▶ Data provided

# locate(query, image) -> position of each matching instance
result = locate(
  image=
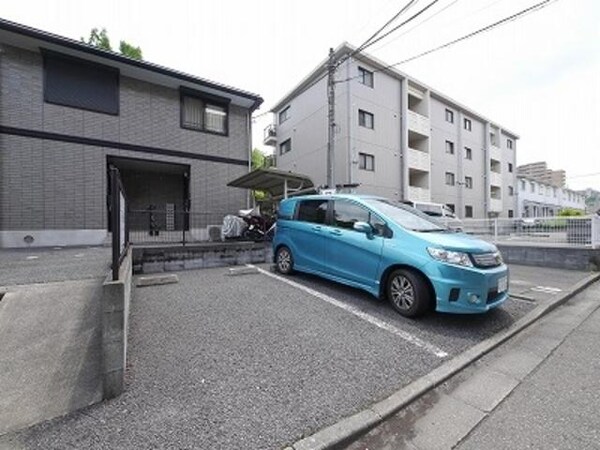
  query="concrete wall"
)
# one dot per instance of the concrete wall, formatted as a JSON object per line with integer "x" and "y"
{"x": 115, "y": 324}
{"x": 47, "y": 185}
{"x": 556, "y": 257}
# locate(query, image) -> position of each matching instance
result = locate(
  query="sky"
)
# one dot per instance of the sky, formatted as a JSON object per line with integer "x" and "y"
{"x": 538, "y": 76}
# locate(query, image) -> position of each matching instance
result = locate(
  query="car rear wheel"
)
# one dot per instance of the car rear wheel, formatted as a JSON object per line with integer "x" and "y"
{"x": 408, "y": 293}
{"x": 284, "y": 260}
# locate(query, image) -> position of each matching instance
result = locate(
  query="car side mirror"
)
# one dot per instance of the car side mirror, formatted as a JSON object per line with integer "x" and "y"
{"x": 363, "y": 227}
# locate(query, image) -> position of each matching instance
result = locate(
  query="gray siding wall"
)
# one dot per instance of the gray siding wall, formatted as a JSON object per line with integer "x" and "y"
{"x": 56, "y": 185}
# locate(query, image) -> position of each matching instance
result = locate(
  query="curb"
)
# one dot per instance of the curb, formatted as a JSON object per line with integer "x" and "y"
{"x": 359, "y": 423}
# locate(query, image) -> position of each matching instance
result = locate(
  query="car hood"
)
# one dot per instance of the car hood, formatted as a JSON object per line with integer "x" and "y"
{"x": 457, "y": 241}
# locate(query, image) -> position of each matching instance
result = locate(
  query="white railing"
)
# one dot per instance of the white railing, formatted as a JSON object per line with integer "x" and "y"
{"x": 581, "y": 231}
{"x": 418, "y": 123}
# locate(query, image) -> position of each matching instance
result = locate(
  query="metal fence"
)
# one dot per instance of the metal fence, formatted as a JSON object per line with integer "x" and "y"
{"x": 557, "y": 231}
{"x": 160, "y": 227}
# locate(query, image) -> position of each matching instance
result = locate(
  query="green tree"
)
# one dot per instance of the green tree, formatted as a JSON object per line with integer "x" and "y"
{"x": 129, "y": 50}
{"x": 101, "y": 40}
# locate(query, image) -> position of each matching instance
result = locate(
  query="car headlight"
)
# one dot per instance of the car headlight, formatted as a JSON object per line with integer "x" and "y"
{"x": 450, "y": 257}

...

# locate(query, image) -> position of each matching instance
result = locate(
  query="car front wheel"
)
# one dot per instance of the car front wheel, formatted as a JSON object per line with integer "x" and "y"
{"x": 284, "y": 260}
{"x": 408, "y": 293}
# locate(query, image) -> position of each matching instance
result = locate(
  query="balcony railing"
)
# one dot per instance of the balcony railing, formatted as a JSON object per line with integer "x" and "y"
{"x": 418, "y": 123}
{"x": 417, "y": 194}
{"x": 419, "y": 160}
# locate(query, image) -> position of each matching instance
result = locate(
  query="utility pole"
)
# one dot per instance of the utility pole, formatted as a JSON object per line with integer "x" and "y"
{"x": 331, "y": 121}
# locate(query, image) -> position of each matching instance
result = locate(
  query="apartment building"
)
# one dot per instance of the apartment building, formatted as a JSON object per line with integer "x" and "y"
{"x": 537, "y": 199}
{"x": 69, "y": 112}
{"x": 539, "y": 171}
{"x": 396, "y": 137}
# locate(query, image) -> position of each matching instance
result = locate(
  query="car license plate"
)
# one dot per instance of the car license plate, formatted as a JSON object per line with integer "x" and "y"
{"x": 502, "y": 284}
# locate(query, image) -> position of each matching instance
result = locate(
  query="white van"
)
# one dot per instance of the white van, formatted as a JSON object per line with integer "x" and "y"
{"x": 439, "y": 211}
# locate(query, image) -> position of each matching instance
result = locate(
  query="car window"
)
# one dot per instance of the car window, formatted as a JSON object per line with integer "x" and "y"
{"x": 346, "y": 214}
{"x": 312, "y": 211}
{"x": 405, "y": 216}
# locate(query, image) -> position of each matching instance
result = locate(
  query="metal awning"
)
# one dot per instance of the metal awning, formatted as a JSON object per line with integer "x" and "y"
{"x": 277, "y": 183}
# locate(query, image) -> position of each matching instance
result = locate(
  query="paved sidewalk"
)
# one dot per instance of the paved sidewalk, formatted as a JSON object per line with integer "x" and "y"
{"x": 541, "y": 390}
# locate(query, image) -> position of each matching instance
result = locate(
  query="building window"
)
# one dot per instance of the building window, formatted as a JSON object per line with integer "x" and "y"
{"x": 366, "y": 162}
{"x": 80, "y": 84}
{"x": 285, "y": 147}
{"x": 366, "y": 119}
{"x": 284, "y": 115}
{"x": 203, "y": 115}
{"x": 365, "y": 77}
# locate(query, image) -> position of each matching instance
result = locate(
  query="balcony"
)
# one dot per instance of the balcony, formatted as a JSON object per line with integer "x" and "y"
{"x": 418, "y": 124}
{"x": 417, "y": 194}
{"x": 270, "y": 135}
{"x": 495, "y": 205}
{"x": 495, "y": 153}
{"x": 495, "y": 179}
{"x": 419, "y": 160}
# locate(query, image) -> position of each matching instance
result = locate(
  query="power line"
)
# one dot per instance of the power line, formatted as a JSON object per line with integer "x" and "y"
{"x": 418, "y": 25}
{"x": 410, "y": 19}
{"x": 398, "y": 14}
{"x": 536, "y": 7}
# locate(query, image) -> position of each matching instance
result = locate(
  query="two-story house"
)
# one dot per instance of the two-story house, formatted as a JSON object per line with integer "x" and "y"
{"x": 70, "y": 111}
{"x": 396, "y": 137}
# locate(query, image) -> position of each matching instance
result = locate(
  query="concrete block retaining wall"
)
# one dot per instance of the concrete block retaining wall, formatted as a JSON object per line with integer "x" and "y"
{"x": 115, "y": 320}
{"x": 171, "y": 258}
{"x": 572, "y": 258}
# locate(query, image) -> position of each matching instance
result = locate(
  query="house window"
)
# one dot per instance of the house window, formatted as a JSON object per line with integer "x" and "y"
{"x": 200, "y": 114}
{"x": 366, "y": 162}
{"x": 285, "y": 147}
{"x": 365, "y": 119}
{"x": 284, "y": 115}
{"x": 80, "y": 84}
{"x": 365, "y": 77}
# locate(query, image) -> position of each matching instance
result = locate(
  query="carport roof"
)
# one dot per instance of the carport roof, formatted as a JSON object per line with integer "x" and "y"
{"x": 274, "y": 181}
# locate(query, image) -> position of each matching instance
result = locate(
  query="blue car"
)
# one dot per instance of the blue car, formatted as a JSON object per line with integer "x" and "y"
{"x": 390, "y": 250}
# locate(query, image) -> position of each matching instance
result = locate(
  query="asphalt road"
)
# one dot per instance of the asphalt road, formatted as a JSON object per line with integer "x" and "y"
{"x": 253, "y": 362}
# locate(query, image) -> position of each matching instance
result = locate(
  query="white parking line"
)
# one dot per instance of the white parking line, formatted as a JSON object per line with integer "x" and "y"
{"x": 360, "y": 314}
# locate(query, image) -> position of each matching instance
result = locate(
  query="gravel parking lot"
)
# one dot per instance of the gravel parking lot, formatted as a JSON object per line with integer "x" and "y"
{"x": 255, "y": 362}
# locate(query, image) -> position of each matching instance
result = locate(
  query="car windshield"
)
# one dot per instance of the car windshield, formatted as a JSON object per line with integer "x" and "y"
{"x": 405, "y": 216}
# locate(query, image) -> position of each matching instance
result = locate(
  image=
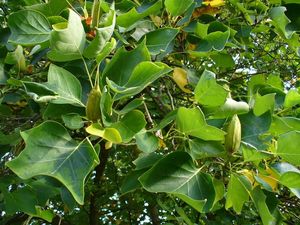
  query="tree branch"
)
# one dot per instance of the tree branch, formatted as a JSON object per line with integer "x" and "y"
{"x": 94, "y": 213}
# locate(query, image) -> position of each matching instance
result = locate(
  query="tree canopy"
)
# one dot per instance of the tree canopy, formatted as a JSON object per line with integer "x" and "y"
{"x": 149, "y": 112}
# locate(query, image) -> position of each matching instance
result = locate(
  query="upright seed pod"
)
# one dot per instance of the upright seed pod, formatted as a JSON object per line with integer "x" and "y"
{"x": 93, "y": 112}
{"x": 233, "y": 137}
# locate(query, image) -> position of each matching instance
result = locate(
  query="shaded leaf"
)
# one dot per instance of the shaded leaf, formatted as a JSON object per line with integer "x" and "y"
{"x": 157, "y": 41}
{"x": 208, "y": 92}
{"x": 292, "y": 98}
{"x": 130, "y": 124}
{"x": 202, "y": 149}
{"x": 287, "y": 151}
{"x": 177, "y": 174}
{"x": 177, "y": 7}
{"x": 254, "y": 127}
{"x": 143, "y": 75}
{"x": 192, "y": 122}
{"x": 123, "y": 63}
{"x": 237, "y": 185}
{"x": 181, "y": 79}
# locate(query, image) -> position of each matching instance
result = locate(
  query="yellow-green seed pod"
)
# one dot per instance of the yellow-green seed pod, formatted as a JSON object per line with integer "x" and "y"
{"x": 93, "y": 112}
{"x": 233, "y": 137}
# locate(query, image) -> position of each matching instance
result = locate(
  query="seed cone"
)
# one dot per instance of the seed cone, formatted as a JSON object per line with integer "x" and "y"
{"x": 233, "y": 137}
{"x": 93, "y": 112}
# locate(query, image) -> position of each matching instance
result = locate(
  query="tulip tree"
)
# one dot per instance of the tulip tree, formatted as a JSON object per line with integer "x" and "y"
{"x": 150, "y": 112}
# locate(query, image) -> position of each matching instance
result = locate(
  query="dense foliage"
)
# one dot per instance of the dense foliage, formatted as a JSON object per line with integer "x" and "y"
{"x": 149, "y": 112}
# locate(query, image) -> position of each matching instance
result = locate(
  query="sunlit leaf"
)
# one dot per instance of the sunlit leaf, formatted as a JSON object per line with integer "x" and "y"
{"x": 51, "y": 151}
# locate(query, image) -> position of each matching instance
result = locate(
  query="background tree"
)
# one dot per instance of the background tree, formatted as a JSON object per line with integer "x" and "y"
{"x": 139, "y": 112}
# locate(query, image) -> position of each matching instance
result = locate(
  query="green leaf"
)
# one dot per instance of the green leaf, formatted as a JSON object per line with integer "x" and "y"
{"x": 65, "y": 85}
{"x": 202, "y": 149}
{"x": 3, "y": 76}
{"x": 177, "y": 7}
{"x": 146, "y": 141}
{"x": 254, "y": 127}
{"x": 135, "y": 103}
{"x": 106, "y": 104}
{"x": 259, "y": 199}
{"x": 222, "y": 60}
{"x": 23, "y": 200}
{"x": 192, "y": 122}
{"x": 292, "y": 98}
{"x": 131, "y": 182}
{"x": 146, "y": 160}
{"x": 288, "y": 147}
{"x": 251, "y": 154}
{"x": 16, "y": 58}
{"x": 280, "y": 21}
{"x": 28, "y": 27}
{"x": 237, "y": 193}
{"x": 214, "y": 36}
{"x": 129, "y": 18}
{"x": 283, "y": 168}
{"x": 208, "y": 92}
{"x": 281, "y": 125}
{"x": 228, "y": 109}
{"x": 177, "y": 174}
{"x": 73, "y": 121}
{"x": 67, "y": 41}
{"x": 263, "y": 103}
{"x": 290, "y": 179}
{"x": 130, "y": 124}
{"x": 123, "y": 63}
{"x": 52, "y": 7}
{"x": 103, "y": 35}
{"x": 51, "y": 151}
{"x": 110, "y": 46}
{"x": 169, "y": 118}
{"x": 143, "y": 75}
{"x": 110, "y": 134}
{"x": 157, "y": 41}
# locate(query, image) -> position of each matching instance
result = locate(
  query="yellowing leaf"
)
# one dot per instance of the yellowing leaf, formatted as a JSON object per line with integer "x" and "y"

...

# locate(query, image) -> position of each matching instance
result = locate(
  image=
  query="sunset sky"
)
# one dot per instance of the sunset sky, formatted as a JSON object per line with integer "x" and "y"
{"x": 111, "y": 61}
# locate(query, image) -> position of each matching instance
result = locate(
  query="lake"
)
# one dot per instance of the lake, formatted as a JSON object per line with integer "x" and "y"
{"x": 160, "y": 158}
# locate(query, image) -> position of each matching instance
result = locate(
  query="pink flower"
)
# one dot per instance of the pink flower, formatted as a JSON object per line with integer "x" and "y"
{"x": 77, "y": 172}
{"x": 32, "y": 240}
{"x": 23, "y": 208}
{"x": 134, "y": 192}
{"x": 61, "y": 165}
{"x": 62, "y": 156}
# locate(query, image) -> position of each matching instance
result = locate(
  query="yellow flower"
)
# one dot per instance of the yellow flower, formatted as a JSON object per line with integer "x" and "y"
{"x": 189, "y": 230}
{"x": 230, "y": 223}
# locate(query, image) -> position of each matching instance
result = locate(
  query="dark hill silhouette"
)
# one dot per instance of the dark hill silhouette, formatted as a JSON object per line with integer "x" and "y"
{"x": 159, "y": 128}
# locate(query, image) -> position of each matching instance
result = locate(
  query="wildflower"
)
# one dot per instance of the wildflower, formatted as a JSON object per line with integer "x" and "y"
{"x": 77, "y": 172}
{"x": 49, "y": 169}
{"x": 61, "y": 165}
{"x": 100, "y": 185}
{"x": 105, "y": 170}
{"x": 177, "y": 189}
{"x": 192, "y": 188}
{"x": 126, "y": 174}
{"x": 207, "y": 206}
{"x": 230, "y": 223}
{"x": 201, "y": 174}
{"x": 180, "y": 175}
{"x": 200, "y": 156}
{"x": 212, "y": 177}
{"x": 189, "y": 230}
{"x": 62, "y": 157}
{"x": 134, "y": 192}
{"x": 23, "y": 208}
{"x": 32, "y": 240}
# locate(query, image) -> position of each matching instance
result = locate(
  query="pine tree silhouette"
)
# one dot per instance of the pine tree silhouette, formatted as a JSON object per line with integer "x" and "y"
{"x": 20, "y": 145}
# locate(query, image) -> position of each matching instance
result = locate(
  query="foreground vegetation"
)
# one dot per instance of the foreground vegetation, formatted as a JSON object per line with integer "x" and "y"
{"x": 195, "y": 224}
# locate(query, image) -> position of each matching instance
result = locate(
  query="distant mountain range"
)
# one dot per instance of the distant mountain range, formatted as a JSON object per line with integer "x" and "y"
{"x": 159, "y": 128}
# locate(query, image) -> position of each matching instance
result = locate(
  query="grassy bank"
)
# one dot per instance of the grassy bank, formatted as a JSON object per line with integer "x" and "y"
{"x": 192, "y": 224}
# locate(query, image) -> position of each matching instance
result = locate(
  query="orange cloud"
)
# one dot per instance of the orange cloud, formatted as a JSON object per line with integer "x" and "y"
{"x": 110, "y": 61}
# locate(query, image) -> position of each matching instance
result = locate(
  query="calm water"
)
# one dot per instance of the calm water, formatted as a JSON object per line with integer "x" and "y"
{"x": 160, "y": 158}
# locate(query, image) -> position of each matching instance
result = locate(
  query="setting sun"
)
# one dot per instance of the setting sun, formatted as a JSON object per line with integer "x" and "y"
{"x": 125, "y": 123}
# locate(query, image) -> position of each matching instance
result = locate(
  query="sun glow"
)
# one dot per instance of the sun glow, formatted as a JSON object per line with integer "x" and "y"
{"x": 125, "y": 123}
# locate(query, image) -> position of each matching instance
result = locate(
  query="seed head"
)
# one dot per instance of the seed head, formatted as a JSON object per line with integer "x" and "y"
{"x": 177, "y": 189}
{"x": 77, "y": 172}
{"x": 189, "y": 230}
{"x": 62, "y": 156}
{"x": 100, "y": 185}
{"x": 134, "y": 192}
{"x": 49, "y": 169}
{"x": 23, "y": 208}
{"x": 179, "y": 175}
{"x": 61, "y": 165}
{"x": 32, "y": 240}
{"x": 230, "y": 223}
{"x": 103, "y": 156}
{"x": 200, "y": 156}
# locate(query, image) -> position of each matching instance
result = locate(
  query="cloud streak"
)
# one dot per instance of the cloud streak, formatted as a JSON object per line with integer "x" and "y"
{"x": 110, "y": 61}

▶ Work instructions
Return each line from the entries above that contains the string "block".

▶ Task solution
  query="concrete block retaining wall"
# one dot per instance of the concrete block retaining wall, formatted as a JSON object per line with integer "x" and "y"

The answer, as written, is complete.